╭─ Text to read

BALHAF, Yemen – Yemen hopes to join the international club of gas exporters this year – and reap a desperately needed multi-billion-dollar windfall.
If all goes according to plan, a gas tanker carrying the country’s first shipment of 120,000 cubic metres (more than four million cubic feet) of liquefied natural gas will leave Yemen in June for South Korea.
This maiden cargo of exported gas will mark the culmination of a project launched in October 2005 whose total cost of four billion dollars makes it the largest project ever in the history of the Arabian Peninsula nation.
Yemen LNG, whose major shareholder is French energy giant Total, is pushing hard to complete construction of its LNG plant in Balhaf, a bay on the southern Yemen coast, which is running several months behind schedule.
A notice on the wall of a building at the Balhaf plant is a clear indicator of how vital the project is to the economic future of Yemen, where oil revenues currently make up 70 percent of state revenue.
“Estimates suggest that the government of Yemen will receive between 30-50 billion US dollars during the 20-25 years of operation,” the sign reads.

╰─

Say whether each statement agrees with the article on Yemen's gas exports, answering yes or no and quoting the words from the article that decide it. 1. Yemen's first shipment of liquefied natural gas is scheduled to go to South Korea. 2. Construction of the plant in Balhaf is on schedule. 3. Oil revenues make up half of Yemen's state revenue.

╭─ Material provided

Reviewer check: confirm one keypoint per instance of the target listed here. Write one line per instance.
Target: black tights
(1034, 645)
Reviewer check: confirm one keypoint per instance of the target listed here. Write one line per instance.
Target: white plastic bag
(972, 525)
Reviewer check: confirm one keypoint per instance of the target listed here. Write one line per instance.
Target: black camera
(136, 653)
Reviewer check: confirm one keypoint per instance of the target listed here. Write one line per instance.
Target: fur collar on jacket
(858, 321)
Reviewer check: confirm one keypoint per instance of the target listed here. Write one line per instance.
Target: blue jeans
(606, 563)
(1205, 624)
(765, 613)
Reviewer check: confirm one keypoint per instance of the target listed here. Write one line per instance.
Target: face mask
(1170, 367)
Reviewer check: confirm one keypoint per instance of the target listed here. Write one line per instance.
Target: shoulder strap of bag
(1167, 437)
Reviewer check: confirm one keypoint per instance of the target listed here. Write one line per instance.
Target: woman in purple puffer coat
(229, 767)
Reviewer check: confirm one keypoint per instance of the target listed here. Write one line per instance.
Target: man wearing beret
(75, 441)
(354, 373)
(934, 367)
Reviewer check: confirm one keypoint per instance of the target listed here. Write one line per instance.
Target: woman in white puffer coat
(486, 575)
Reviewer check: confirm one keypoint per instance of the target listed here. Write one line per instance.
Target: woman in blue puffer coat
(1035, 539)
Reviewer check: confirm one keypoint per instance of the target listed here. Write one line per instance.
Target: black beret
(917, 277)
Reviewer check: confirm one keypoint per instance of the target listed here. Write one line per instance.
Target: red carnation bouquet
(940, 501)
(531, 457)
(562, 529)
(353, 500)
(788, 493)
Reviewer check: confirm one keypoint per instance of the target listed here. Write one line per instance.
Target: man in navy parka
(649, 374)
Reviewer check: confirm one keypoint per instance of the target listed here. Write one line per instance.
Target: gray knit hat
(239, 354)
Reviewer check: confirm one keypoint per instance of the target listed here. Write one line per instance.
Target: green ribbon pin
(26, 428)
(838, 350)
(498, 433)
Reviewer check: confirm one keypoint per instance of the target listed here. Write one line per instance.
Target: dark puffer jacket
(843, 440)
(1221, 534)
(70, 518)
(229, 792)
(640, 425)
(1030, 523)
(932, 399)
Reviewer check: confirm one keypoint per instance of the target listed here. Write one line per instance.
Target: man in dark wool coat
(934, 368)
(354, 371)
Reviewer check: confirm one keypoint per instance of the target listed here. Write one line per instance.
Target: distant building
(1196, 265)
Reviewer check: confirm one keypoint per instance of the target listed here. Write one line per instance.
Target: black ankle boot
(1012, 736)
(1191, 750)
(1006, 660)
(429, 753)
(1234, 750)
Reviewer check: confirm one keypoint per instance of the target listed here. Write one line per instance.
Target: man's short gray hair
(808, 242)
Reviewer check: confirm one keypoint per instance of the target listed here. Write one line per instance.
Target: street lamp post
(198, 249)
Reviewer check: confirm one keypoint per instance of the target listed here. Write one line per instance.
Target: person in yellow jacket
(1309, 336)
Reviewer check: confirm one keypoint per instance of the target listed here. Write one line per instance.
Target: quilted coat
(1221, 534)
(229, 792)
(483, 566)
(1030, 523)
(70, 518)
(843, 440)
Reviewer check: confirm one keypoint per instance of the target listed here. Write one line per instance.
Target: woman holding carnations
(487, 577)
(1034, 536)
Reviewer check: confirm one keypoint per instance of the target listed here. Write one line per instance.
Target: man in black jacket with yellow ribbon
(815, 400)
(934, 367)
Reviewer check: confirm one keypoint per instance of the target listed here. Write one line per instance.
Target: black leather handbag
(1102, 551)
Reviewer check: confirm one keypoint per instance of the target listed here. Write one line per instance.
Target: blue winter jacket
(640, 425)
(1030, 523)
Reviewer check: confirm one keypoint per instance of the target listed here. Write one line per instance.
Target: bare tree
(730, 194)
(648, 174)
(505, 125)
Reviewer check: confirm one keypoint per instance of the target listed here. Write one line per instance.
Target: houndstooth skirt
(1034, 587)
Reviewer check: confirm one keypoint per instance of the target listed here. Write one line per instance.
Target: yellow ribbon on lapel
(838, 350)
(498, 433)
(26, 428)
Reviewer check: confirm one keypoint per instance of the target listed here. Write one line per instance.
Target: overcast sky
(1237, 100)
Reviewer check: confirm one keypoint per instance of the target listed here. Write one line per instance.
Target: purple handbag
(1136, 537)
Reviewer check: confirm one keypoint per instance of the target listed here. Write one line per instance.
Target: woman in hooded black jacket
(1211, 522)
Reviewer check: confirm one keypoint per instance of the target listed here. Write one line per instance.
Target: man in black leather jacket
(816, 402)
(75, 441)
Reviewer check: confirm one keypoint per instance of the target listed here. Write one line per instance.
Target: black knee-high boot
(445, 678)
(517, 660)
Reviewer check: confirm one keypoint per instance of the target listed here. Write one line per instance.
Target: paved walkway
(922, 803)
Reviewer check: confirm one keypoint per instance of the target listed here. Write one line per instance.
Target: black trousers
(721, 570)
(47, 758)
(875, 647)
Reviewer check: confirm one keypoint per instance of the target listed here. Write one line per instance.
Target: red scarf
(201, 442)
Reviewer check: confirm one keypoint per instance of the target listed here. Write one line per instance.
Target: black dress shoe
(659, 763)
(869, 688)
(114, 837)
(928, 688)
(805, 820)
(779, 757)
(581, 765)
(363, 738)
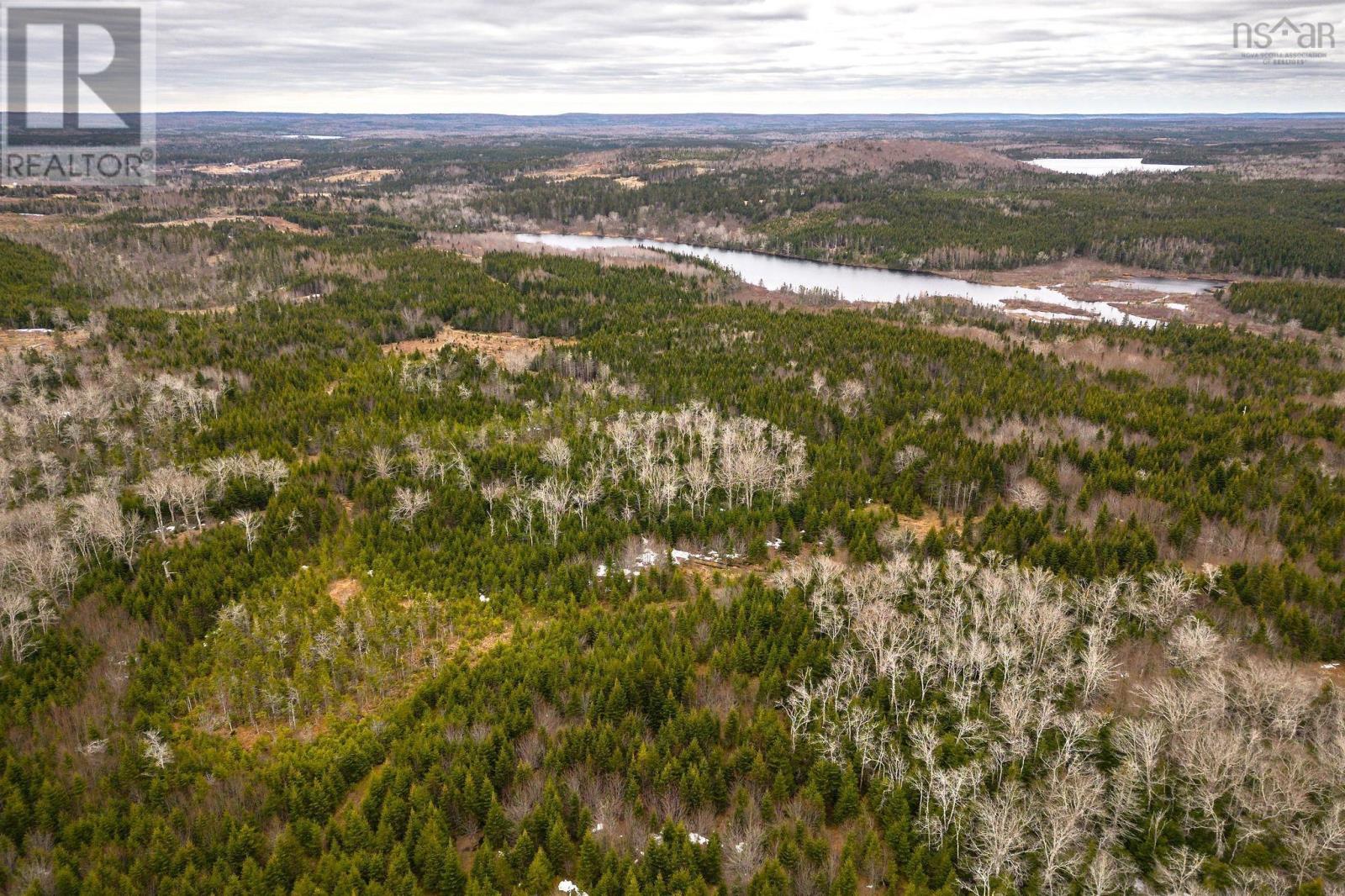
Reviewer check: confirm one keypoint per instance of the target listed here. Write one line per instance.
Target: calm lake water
(1098, 167)
(854, 284)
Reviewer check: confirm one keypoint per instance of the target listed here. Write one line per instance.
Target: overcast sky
(732, 55)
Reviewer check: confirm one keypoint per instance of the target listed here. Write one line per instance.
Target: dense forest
(1318, 307)
(935, 215)
(340, 562)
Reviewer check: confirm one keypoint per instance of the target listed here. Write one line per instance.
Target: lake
(1167, 284)
(856, 284)
(1100, 167)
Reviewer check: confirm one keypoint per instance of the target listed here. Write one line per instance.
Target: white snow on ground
(650, 557)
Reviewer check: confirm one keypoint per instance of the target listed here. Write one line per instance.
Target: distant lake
(856, 284)
(1167, 284)
(1098, 167)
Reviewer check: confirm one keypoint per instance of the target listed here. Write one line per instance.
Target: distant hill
(719, 125)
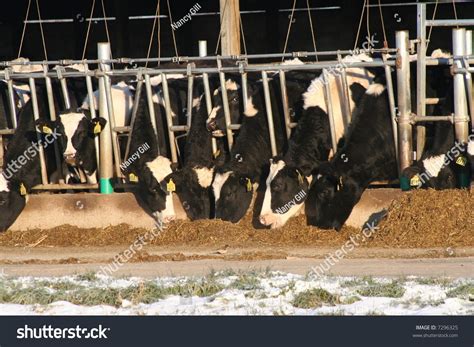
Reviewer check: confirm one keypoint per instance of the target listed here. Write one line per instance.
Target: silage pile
(419, 219)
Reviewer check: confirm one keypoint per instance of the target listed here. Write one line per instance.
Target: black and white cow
(368, 154)
(77, 132)
(150, 167)
(234, 181)
(289, 177)
(21, 169)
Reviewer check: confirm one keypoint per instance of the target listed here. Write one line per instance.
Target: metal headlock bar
(108, 153)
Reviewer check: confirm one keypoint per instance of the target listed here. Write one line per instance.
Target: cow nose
(211, 125)
(169, 218)
(264, 220)
(69, 158)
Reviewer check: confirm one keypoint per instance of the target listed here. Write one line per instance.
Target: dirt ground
(419, 225)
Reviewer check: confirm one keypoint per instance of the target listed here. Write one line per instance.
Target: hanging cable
(172, 31)
(159, 34)
(360, 24)
(289, 29)
(455, 13)
(88, 31)
(41, 30)
(220, 30)
(431, 27)
(242, 32)
(385, 42)
(312, 30)
(150, 44)
(24, 28)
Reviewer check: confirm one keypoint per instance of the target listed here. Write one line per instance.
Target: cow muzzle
(70, 159)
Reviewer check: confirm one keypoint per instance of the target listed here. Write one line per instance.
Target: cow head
(12, 201)
(216, 120)
(287, 188)
(331, 199)
(193, 189)
(233, 194)
(155, 191)
(77, 132)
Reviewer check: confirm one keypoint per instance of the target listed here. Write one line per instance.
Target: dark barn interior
(265, 26)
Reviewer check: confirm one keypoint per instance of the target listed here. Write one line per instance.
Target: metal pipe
(225, 104)
(460, 103)
(52, 114)
(405, 136)
(393, 113)
(328, 101)
(421, 79)
(207, 91)
(189, 109)
(169, 118)
(36, 115)
(450, 22)
(90, 94)
(469, 77)
(11, 102)
(151, 109)
(136, 102)
(284, 98)
(106, 155)
(268, 106)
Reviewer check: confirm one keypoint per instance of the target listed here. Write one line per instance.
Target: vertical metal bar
(346, 103)
(225, 103)
(151, 108)
(284, 98)
(52, 114)
(169, 117)
(405, 136)
(106, 155)
(11, 102)
(115, 143)
(189, 109)
(393, 113)
(90, 94)
(207, 91)
(268, 107)
(136, 102)
(460, 103)
(327, 99)
(65, 92)
(34, 102)
(421, 79)
(469, 77)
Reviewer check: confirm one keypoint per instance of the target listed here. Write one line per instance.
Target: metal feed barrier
(108, 149)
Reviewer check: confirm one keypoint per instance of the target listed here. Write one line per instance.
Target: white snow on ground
(260, 293)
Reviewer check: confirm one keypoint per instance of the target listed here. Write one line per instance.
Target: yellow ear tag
(461, 161)
(97, 128)
(340, 185)
(415, 181)
(249, 185)
(23, 191)
(47, 130)
(300, 177)
(170, 186)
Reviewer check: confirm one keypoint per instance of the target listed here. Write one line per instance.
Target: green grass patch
(314, 298)
(463, 291)
(390, 290)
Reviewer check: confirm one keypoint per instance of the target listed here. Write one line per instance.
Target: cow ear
(97, 125)
(174, 167)
(45, 126)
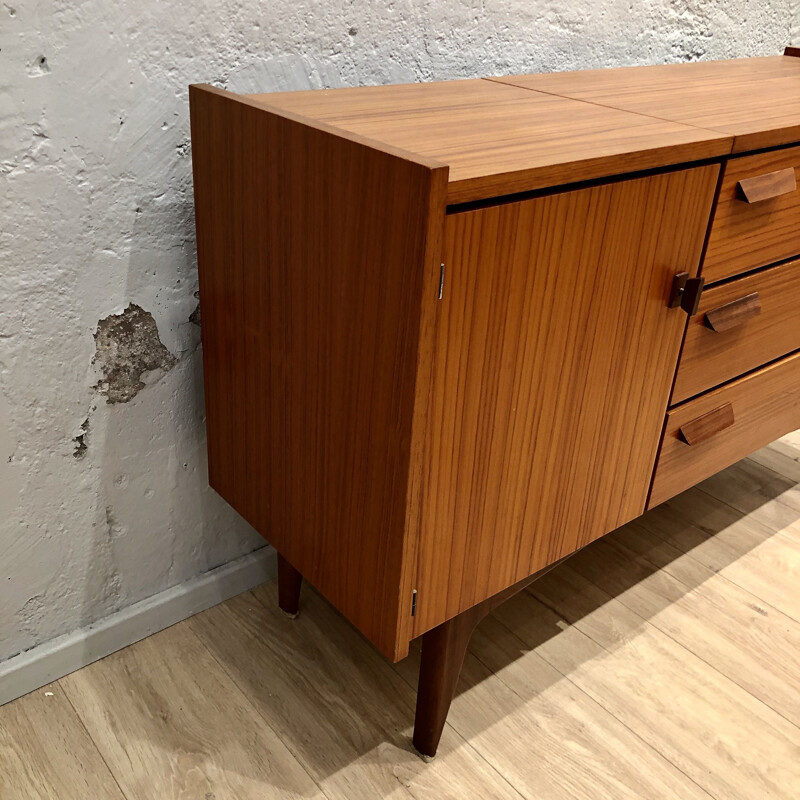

╰─

Solved exercise:
1. Yes: "will leave Yemen in June for South Korea"
2. No: "which is running several months behind schedule"
3. No: "oil revenues currently make up 70 percent of state revenue"